**Given passage**
** Begin **

Analyze web traffic traces

One of our favorite tech bloggers Richard Bejtlich has put up a new post about web traffic analysis using a new open source tool. This prompted me to write this post about using Unsniff Network Analyzer to perform similar analysis. I hope our users will find this article useful. Also see this article  for a detailed overview of HTTP analysis.

Unsniff allows you to :

  • Extract content from HTTP flows. We call this feature “User Objects”. Examples of user objects are images, css, flash, video, etc.
  • Put together separate flows into a web page. This is a powerful feature that allows you to reconstruct web pages completely. This way CSS styles are applied, and inline images and flash content appear in the reconstructed web pages. See picture below.
  • Script for automating analysis. For example: If you want to automatically extract all images from a lengthy capture into individual JPEG files, you can write a VBScript or Ruby program to do that. The Unsniff Scripting API allows such macro operations. See here for samples.

** End **

**Record list**
** Begin **

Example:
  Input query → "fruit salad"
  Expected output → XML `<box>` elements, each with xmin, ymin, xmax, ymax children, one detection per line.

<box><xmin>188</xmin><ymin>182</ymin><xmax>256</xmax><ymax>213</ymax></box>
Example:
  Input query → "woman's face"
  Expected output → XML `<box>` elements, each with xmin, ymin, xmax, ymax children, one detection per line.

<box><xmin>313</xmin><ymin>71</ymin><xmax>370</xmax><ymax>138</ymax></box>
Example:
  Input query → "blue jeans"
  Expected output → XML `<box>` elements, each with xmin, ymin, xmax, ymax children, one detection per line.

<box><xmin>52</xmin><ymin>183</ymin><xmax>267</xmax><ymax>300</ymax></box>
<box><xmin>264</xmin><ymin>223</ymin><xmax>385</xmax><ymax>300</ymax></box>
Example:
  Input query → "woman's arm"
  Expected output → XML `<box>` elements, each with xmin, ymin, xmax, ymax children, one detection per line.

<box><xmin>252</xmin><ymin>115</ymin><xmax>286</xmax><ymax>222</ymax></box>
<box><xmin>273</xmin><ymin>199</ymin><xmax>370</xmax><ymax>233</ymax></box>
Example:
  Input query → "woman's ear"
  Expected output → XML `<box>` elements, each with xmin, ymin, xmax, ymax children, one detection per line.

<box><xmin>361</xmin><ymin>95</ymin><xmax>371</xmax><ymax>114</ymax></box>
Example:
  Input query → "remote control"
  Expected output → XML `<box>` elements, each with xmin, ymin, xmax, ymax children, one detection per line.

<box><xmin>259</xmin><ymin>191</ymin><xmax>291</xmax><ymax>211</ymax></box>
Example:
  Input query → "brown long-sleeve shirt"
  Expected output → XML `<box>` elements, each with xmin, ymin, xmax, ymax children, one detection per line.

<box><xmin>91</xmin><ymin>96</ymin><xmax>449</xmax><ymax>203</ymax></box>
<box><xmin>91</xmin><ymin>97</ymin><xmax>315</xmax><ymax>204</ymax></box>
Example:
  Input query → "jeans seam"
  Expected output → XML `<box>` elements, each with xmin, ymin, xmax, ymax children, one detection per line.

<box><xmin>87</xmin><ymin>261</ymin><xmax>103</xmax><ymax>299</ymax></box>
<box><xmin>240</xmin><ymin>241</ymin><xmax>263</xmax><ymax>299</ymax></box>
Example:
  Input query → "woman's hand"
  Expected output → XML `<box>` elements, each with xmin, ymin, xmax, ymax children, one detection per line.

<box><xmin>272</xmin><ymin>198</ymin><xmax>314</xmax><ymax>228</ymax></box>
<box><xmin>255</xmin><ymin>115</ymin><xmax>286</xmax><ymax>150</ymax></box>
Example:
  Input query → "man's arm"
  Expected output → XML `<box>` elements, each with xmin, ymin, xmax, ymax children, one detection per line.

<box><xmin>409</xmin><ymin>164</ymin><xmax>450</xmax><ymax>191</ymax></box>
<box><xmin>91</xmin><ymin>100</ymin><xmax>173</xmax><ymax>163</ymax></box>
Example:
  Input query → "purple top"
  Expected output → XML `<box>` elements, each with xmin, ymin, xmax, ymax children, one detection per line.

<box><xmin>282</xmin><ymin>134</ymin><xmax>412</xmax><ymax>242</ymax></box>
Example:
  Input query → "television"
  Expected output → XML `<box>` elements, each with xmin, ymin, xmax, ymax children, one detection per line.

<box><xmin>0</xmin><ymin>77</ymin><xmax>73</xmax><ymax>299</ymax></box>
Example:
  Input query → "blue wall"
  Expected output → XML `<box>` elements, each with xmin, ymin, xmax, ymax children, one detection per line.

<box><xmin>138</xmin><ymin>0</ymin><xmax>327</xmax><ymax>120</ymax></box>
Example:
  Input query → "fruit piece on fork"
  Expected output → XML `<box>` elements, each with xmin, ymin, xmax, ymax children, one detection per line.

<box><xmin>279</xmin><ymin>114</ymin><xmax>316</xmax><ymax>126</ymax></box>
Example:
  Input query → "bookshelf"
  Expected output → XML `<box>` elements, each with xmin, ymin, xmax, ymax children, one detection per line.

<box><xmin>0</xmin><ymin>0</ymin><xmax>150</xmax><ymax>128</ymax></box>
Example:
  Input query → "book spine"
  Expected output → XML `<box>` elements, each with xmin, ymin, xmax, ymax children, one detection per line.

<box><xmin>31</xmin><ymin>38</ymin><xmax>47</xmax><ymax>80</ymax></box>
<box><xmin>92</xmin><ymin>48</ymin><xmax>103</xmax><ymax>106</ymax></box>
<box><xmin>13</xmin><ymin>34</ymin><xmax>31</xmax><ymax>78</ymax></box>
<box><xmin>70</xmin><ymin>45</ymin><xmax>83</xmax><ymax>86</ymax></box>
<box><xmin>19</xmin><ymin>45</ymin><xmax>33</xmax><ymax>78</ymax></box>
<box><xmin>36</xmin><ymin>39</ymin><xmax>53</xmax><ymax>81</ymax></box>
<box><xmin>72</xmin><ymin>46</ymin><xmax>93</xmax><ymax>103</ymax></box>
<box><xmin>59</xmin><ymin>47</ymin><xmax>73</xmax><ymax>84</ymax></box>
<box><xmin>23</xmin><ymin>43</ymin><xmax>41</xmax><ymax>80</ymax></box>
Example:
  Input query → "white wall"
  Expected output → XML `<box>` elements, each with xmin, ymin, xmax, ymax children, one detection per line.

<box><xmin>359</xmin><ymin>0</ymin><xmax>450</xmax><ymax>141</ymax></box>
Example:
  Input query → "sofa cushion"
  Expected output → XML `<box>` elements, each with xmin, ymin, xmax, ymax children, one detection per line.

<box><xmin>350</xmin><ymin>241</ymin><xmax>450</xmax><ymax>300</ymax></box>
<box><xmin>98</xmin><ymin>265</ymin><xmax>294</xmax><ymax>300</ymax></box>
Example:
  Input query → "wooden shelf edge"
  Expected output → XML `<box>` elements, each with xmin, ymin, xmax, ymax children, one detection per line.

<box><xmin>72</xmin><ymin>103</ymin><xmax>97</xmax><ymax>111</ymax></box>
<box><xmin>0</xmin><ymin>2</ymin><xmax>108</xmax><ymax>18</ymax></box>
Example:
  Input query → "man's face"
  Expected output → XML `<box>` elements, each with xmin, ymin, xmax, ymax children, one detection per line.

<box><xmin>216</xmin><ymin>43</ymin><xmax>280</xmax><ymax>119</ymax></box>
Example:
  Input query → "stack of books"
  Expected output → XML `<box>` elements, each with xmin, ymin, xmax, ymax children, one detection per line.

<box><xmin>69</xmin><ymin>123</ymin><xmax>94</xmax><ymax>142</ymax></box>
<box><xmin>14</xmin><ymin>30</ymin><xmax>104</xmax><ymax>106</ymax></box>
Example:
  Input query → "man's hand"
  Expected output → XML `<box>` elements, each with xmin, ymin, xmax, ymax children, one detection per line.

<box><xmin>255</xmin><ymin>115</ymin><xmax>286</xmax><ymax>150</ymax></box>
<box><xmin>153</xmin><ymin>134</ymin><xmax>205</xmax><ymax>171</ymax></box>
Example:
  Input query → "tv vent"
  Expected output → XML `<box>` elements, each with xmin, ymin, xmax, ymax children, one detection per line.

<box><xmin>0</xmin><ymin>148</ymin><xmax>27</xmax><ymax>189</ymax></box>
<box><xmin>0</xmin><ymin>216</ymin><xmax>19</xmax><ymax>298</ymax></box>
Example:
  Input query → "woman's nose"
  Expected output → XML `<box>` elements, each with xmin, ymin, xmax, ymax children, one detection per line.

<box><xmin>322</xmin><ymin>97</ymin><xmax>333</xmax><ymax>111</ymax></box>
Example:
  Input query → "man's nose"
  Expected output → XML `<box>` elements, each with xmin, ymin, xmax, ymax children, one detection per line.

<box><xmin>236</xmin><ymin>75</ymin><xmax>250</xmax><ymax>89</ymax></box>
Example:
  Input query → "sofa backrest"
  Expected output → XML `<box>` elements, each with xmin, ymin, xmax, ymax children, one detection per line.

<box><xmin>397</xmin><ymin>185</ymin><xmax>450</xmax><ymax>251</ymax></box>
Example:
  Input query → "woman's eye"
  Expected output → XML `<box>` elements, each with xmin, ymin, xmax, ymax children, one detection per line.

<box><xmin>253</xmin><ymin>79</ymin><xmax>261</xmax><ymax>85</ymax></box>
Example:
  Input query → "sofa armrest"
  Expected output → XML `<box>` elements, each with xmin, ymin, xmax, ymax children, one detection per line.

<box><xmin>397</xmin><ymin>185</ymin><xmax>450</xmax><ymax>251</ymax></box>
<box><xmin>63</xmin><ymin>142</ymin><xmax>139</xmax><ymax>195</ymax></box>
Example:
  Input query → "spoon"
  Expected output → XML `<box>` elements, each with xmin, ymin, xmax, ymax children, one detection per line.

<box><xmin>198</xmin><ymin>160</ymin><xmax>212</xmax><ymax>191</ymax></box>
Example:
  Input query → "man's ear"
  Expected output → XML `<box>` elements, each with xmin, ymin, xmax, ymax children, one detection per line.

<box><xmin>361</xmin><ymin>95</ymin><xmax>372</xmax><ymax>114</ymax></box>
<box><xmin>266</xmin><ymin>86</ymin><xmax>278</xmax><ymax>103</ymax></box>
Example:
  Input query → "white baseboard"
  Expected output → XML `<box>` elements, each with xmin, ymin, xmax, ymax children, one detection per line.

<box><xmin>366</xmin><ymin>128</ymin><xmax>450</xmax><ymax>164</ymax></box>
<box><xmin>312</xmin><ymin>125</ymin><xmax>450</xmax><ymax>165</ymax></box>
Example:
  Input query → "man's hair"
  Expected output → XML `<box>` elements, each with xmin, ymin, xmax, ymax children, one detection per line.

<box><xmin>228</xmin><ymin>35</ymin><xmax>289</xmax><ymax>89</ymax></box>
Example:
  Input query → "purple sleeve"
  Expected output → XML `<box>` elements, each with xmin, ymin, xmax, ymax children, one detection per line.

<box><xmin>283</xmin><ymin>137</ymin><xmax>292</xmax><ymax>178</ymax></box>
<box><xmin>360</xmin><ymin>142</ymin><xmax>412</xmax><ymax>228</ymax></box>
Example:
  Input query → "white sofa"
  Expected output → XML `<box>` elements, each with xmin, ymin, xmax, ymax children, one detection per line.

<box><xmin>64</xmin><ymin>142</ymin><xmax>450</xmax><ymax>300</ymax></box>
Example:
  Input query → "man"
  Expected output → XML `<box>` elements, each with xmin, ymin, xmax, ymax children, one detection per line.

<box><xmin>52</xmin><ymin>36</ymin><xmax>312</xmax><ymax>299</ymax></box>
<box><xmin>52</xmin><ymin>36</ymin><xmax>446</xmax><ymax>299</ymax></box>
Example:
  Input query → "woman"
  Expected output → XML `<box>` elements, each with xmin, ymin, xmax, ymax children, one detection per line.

** End **

**What you will do**
**1)** Reproduce the web traffic post word for word, starting at "One of our favorite" and ending at "flash, video, etc.".
**2)** Summarize the post on analyzing web traffic traces in two sentences.
Rely only on the web traffic analysis post, not on the listing.

**Solutions to the exercise**
**1)**
One of our favorite tech bloggers Richard Bejtlich has put up a new post about web traffic analysis using a new open source tool. This prompted me to write this post about using Unsniff Network Analyzer to perform similar analysis. I hope our users will find this article useful. Also see this article  for a detailed overview of HTTP analysis.

Unsniff allows you to :

  • Extract content from HTTP flows. We call this feature “User Objects”. Examples of user objects are images, css, flash, video, etc.

**2)** A post by tech blogger Richard Bejtlich about web traffic analysis with a new open source tool prompted this post about doing similar analysis with Unsniff Network Analyzer. Unsniff can extract content such as images, CSS, flash, and video from HTTP flows, combine separate flows to fully reconstruct web pages, and automate analysis through VBScript or Ruby programs using its Scripting API.